Dataset entries

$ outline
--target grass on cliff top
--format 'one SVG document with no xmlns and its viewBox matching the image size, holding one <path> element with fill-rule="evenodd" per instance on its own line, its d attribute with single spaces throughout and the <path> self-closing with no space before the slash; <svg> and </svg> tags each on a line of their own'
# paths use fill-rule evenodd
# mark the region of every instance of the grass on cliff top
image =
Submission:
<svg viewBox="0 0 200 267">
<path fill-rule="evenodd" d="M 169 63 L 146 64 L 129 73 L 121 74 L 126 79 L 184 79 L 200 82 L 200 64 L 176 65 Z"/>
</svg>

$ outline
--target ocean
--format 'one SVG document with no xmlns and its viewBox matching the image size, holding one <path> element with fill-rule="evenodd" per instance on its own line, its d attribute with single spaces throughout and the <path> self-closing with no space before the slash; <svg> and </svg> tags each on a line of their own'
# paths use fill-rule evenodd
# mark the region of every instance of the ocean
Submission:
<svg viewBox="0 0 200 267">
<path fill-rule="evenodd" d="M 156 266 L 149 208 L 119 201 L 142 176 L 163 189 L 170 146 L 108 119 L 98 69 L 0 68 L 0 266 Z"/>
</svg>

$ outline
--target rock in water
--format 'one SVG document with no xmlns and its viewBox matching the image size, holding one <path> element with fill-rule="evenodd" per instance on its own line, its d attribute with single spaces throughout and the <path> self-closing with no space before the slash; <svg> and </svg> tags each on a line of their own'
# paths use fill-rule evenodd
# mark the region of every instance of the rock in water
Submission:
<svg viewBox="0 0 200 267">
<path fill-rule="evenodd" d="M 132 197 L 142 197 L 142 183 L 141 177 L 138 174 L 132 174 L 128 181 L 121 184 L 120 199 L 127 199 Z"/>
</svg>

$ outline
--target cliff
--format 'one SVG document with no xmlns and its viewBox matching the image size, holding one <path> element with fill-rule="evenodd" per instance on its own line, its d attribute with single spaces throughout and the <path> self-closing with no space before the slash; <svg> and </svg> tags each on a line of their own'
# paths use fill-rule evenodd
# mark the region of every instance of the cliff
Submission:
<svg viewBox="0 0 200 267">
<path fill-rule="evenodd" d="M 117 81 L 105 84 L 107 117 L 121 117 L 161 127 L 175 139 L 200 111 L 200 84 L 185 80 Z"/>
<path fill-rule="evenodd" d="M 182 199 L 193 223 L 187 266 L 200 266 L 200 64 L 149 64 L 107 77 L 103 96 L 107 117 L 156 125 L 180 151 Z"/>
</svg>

▸ Problem details
Every record must be set down again exactly.

▸ Task output
$ outline
--target grass on cliff top
--format 'one SVG document with no xmlns and its viewBox matching the image size, holding one <path> element with fill-rule="evenodd" per instance on its own line, its d attribute with single spaces throughout and the <path> self-closing with no space before the slash; <svg> and </svg> tags each on a line of their own'
# paths use fill-rule evenodd
# mark the region of every instance of the grass on cliff top
image =
Submission:
<svg viewBox="0 0 200 267">
<path fill-rule="evenodd" d="M 169 63 L 146 64 L 129 73 L 121 74 L 126 79 L 184 79 L 200 82 L 200 64 L 176 65 Z"/>
</svg>

$ outline
--target ocean
--format 'one SVG document with no xmlns and its viewBox matching the image size, holding one <path> element with fill-rule="evenodd" per instance on its own line, its d attribute with single spaces throughout and the <path> self-closing with no space before the slash; <svg> and </svg> tags each on a line of their own'
# paths use fill-rule evenodd
# mark the region of every instance of the ocean
Submission:
<svg viewBox="0 0 200 267">
<path fill-rule="evenodd" d="M 156 266 L 149 208 L 119 201 L 142 176 L 163 189 L 170 146 L 108 119 L 98 69 L 0 68 L 0 266 Z"/>
</svg>

$ outline
--target rock in water
--format 'one SVG document with no xmlns and its viewBox matching the image size, holding one <path> element with fill-rule="evenodd" per instance on its own line, its d attribute with single spaces throughout and the <path> self-closing with no space before the slash; <svg> and </svg> tags each on a line of their own'
# paths use fill-rule evenodd
# mark the region of every instance of the rock in water
Submission:
<svg viewBox="0 0 200 267">
<path fill-rule="evenodd" d="M 132 197 L 142 197 L 142 183 L 141 177 L 138 174 L 132 174 L 128 181 L 121 184 L 120 199 L 127 199 Z"/>
</svg>

$ outline
--target cliff
--format 'one SVG document with no xmlns and its viewBox matching the image size, holding one <path> element with fill-rule="evenodd" per instance on its own line, its d attribute with single spaces throughout and the <path> self-closing with no space before the slash; <svg> and </svg> tags each on a line of their own'
# paths use fill-rule evenodd
# mark the region of every instance of the cliff
Submission:
<svg viewBox="0 0 200 267">
<path fill-rule="evenodd" d="M 117 81 L 105 84 L 107 117 L 121 117 L 161 127 L 175 139 L 200 111 L 200 84 L 185 80 Z"/>
<path fill-rule="evenodd" d="M 182 199 L 193 223 L 187 266 L 200 266 L 200 64 L 149 64 L 107 77 L 103 96 L 107 117 L 156 125 L 180 151 Z"/>
</svg>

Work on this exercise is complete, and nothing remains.